• [Recorded information]
-=-=-=-=-

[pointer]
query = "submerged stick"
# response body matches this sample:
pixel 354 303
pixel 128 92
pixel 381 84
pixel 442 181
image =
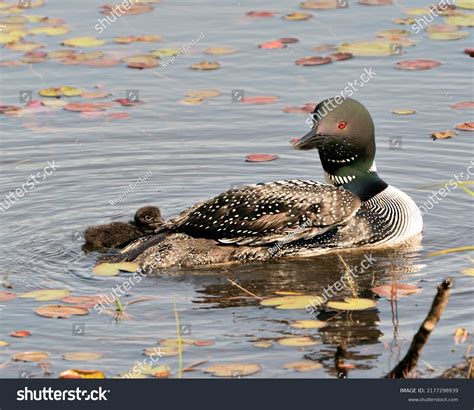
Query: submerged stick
pixel 408 363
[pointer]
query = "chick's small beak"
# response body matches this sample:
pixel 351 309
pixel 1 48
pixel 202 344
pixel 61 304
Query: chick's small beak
pixel 309 141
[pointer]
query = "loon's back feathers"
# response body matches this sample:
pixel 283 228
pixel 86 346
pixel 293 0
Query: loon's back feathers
pixel 265 213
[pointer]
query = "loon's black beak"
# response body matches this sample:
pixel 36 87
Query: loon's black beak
pixel 310 141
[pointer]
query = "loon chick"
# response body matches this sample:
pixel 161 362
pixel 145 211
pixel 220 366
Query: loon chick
pixel 354 208
pixel 119 234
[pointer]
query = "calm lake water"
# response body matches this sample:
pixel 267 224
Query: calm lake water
pixel 193 152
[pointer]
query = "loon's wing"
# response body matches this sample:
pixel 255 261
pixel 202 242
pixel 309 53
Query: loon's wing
pixel 260 214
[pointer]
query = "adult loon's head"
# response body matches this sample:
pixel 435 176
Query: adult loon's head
pixel 343 133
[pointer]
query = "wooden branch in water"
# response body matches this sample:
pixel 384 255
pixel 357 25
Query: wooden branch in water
pixel 408 363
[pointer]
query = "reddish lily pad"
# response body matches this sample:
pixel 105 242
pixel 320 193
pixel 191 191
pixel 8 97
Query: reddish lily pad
pixel 6 296
pixel 417 64
pixel 312 61
pixel 261 14
pixel 465 126
pixel 260 157
pixel 260 99
pixel 80 107
pixel 464 105
pixel 20 333
pixel 396 290
pixel 272 44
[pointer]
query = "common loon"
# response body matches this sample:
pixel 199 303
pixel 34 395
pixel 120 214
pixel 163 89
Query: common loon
pixel 119 234
pixel 352 209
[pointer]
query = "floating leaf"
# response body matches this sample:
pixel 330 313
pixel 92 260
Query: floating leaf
pixel 463 20
pixel 135 39
pixel 165 52
pixel 260 99
pixel 298 16
pixel 441 135
pixel 311 61
pixel 220 50
pixel 205 65
pixel 263 344
pixel 460 335
pixel 82 356
pixel 49 30
pixel 297 341
pixel 417 64
pixel 43 295
pixel 80 107
pixel 292 302
pixel 463 105
pixel 24 46
pixel 321 4
pixel 30 356
pixel 451 250
pixel 233 369
pixel 303 366
pixel 260 13
pixel 451 35
pixel 20 333
pixel 260 157
pixel 307 108
pixel 465 126
pixel 6 296
pixel 352 304
pixel 396 290
pixel 468 271
pixel 272 44
pixel 403 111
pixel 203 93
pixel 465 4
pixel 307 324
pixel 61 311
pixel 82 374
pixel 112 269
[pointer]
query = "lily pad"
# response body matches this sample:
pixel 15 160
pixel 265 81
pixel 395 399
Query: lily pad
pixel 6 296
pixel 82 356
pixel 43 295
pixel 308 324
pixel 297 341
pixel 292 302
pixel 205 65
pixel 417 64
pixel 352 304
pixel 396 290
pixel 233 369
pixel 465 126
pixel 113 269
pixel 61 311
pixel 82 374
pixel 83 42
pixel 303 366
pixel 312 61
pixel 298 16
pixel 30 356
pixel 260 157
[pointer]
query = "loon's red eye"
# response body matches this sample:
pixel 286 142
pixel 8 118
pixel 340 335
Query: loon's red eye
pixel 342 125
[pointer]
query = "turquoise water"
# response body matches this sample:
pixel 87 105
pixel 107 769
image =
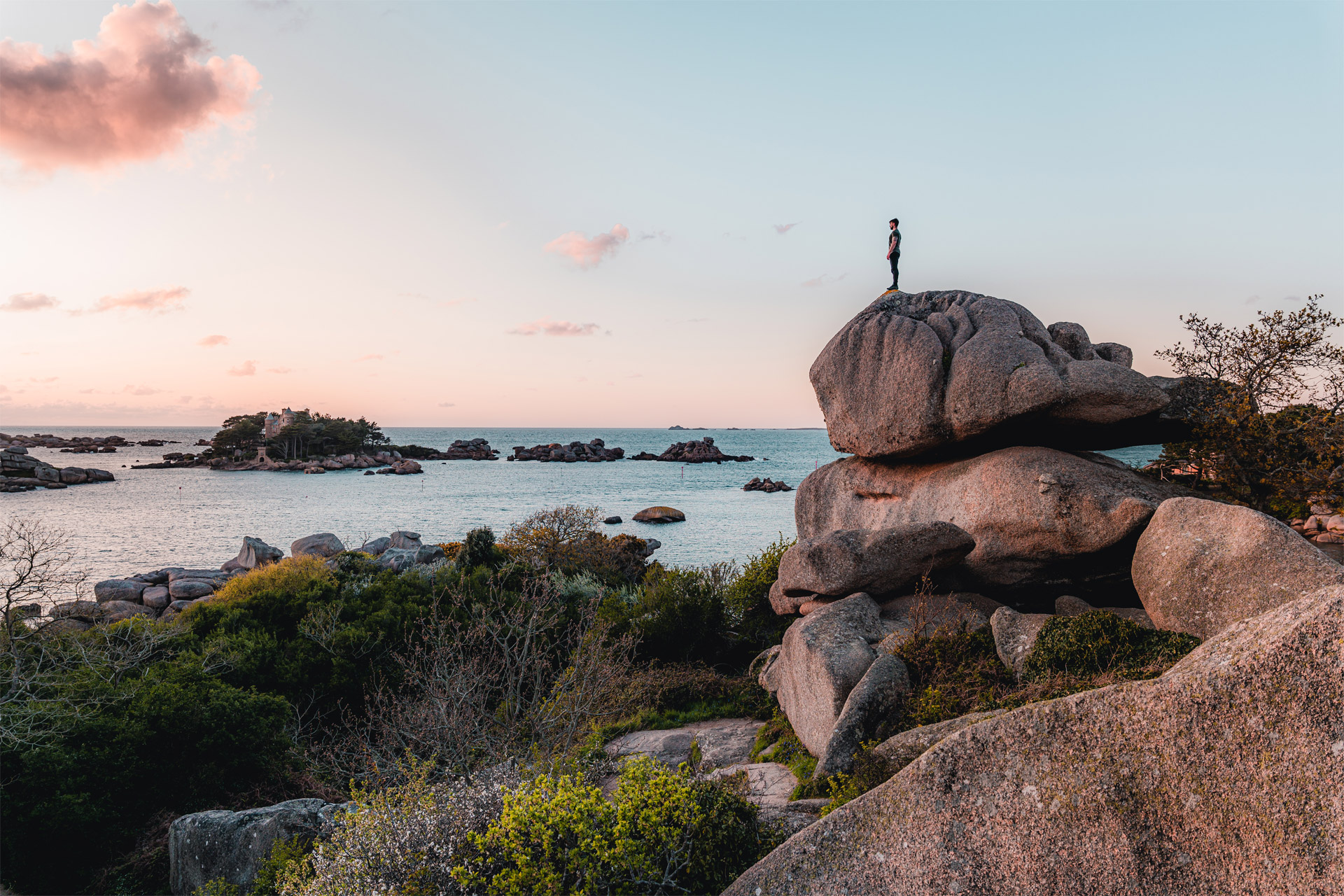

-=-=-=-=-

• [What the task requires]
Recast every line of the records above as a Markdown table with two columns, Row for the row number and Content for the line itself, skipping any blank lines. Leave the pictures out of the table.

• [Solution for this task]
| Row | Content |
|---|---|
| 1 | [pointer] |
| 2 | query = "submerged stick" |
| 3 | # response body matches this sample: |
| 4 | pixel 354 303 |
| 5 | pixel 128 92 |
| 6 | pixel 381 84 |
| 7 | pixel 442 181 |
| 8 | image = |
| 9 | Query: submerged stick |
| 10 | pixel 408 363 |
| 11 | [pointer] |
| 12 | query = "chick's small beak" |
| 13 | # response body matches this sample: |
| 14 | pixel 351 309 |
| 15 | pixel 1 48 |
| 16 | pixel 202 344 |
| 17 | pixel 61 304 |
| 18 | Query: chick's small beak |
| 19 | pixel 309 141 |
| 20 | [pointer] |
| 21 | query = "loon's back feathers" |
| 22 | # response body matches this sample: |
| 23 | pixel 283 228 |
| 24 | pixel 86 346 |
| 25 | pixel 293 0 |
| 26 | Query: loon's back feathers |
| 27 | pixel 265 213 |
| 28 | [pointer] |
| 29 | query = "loon's black beak" |
| 30 | # response body matches this sample: |
| 31 | pixel 36 87 |
| 32 | Query: loon's black beak |
| 33 | pixel 310 141 |
| 34 | [pointer] |
| 35 | query = "loon chick" |
| 36 | # response body matches this sample: |
| 37 | pixel 161 362 |
| 38 | pixel 145 211 |
| 39 | pixel 220 366 |
| 40 | Query: loon chick |
| 41 | pixel 354 208 |
| 42 | pixel 119 234 |
| 43 | [pointer] |
| 44 | query = "calm lake water" |
| 45 | # response body matches this sample: |
| 46 | pixel 267 224 |
| 47 | Query: calm lake water |
| 48 | pixel 193 152 |
| 49 | [pointer] |
| 50 | query = "loon's wing" |
| 51 | # response body matches this sample: |
| 52 | pixel 255 261 |
| 53 | pixel 202 242 |
| 54 | pixel 309 53 |
| 55 | Query: loon's wing |
| 56 | pixel 260 214 |
| 57 | [pointer] |
| 58 | query = "adult loon's head" |
| 59 | # response body matches this sample: |
| 60 | pixel 435 176 |
| 61 | Query: adult loon's head |
| 62 | pixel 343 133 |
| 63 | [pointer] |
| 64 | query = "wooden branch in water" |
| 65 | # response body matches this sample: |
| 66 | pixel 384 255 |
| 67 | pixel 357 25 |
| 68 | Query: wooden branch in water |
| 69 | pixel 408 363 |
| 70 | [pointer] |
| 71 | query = "reddish lily pad" |
| 72 | # response body matches this sample: |
| 73 | pixel 105 242 |
| 74 | pixel 320 193 |
| 75 | pixel 191 191 |
| 76 | pixel 8 97 |
| 77 | Query: reddish lily pad |
| 78 | pixel 6 296 |
| 79 | pixel 417 64 |
| 80 | pixel 312 61 |
| 81 | pixel 261 14 |
| 82 | pixel 465 126 |
| 83 | pixel 260 157 |
| 84 | pixel 260 99 |
| 85 | pixel 80 107 |
| 86 | pixel 464 105 |
| 87 | pixel 20 333 |
| 88 | pixel 396 290 |
| 89 | pixel 272 44 |
| 90 | [pointer] |
| 91 | query = "common loon" |
| 92 | # response body matches this sample: |
| 93 | pixel 199 303 |
| 94 | pixel 34 395 |
| 95 | pixel 120 214 |
| 96 | pixel 163 89 |
| 97 | Query: common loon |
| 98 | pixel 119 234 |
| 99 | pixel 352 209 |
| 100 | [pointer] |
| 101 | query = "floating leaf" |
| 102 | # response body matches this sample: |
| 103 | pixel 330 313 |
| 104 | pixel 92 260 |
| 105 | Query: floating leaf |
| 106 | pixel 463 20 |
| 107 | pixel 135 39 |
| 108 | pixel 165 52 |
| 109 | pixel 260 99 |
| 110 | pixel 298 16 |
| 111 | pixel 441 135 |
| 112 | pixel 311 61 |
| 113 | pixel 220 50 |
| 114 | pixel 205 65 |
| 115 | pixel 263 344 |
| 116 | pixel 460 335 |
| 117 | pixel 82 356 |
| 118 | pixel 49 30 |
| 119 | pixel 297 341 |
| 120 | pixel 417 64 |
| 121 | pixel 43 295 |
| 122 | pixel 80 107 |
| 123 | pixel 292 302 |
| 124 | pixel 463 105 |
| 125 | pixel 24 46 |
| 126 | pixel 321 4 |
| 127 | pixel 30 356 |
| 128 | pixel 451 250 |
| 129 | pixel 233 369 |
| 130 | pixel 303 366 |
| 131 | pixel 260 13 |
| 132 | pixel 451 35 |
| 133 | pixel 20 333 |
| 134 | pixel 260 157 |
| 135 | pixel 307 108 |
| 136 | pixel 465 126 |
| 137 | pixel 6 296 |
| 138 | pixel 352 304 |
| 139 | pixel 396 290 |
| 140 | pixel 468 271 |
| 141 | pixel 272 44 |
| 142 | pixel 403 111 |
| 143 | pixel 203 93 |
| 144 | pixel 465 4 |
| 145 | pixel 307 324 |
| 146 | pixel 61 311 |
| 147 | pixel 82 374 |
| 148 | pixel 112 269 |
| 149 | [pointer] |
| 150 | query = "lily pad" |
| 151 | # response body matches this sample: |
| 152 | pixel 15 160 |
| 153 | pixel 265 81 |
| 154 | pixel 395 399 |
| 155 | Query: lily pad |
| 156 | pixel 6 296 |
| 157 | pixel 82 356 |
| 158 | pixel 43 295 |
| 159 | pixel 308 324 |
| 160 | pixel 297 341 |
| 161 | pixel 292 302 |
| 162 | pixel 205 65 |
| 163 | pixel 417 64 |
| 164 | pixel 352 304 |
| 165 | pixel 396 290 |
| 166 | pixel 233 369 |
| 167 | pixel 465 126 |
| 168 | pixel 113 269 |
| 169 | pixel 61 311 |
| 170 | pixel 82 374 |
| 171 | pixel 83 42 |
| 172 | pixel 303 366 |
| 173 | pixel 312 61 |
| 174 | pixel 298 16 |
| 175 | pixel 30 356 |
| 176 | pixel 260 157 |
| 177 | [pointer] |
| 178 | query = "loon's red eye" |
| 179 | # response body matches this sample: |
| 180 | pixel 286 142 |
| 181 | pixel 8 118 |
| 182 | pixel 340 335 |
| 183 | Query: loon's red eye |
| 184 | pixel 342 125 |
| 185 | [pointer] |
| 186 | query = "turquoise water" |
| 187 | # response body matches this sample: |
| 188 | pixel 87 105 |
| 189 | pixel 107 769 |
| 190 | image = |